Reproduce verbatim the lines from the rows below, starting at the line that contains "Check that every instance of the window" and ending at the line that contains "column 283, row 239", with both of those lines included.

Task inputs:
━━━
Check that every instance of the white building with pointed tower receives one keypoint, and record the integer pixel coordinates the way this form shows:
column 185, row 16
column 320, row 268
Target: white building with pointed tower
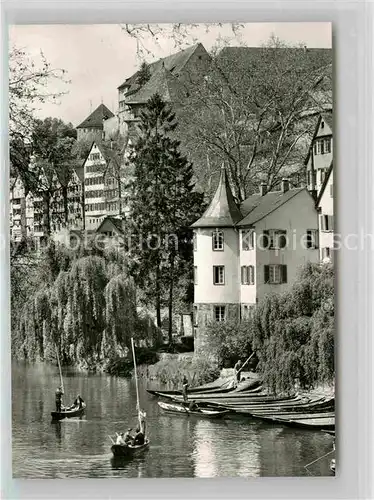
━━━
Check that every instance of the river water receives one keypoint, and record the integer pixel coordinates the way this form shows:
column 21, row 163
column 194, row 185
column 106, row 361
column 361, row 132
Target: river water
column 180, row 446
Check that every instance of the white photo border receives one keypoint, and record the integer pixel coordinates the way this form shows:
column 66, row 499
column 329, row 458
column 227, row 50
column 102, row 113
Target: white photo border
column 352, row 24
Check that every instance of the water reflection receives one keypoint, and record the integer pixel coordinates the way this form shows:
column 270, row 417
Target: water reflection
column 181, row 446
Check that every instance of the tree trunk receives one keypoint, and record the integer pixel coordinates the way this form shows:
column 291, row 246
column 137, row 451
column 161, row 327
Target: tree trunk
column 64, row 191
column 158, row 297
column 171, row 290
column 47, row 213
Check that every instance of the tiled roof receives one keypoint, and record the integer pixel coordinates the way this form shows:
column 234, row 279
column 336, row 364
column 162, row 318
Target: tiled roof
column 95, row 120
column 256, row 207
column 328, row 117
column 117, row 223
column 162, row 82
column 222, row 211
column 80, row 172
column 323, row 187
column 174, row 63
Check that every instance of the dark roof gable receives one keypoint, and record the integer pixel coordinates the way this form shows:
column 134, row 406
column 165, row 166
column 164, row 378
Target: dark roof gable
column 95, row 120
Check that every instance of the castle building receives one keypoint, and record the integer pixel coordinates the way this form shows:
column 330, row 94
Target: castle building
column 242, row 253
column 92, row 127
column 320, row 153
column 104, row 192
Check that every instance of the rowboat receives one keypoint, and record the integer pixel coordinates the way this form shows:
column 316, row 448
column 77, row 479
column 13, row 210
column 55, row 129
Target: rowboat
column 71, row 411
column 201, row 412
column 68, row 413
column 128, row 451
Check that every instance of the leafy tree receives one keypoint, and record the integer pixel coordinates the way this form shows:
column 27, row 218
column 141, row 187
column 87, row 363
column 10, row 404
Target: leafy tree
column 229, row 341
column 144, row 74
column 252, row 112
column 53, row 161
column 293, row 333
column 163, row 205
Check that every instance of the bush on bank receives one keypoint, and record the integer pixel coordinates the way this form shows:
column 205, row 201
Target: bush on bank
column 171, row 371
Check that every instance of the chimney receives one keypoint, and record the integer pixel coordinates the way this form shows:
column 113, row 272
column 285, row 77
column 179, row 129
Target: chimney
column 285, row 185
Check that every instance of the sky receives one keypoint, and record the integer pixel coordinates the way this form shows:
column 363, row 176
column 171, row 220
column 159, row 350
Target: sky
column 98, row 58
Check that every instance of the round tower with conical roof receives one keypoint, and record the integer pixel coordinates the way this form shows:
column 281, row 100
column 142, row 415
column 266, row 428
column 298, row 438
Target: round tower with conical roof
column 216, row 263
━━━
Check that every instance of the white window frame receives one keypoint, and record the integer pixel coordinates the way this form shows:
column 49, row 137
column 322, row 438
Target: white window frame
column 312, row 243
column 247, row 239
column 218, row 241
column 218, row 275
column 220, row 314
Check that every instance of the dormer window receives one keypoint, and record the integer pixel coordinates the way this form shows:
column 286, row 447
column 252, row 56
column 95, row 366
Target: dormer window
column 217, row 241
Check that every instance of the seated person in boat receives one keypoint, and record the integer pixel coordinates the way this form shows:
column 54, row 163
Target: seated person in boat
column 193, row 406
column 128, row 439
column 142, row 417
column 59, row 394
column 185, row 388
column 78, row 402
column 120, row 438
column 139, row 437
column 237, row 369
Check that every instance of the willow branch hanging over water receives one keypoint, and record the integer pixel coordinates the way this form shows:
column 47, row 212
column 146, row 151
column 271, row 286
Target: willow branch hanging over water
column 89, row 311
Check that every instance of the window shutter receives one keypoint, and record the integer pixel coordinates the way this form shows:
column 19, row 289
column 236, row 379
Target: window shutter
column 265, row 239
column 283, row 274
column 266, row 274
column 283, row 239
━━━
Solution to this problem:
Check that every instance of the window shutter receives one keypoint, and record the integer pixel coordinates the way this form shows:
column 19, row 289
column 236, row 379
Target: window shutter
column 265, row 239
column 283, row 274
column 266, row 274
column 283, row 239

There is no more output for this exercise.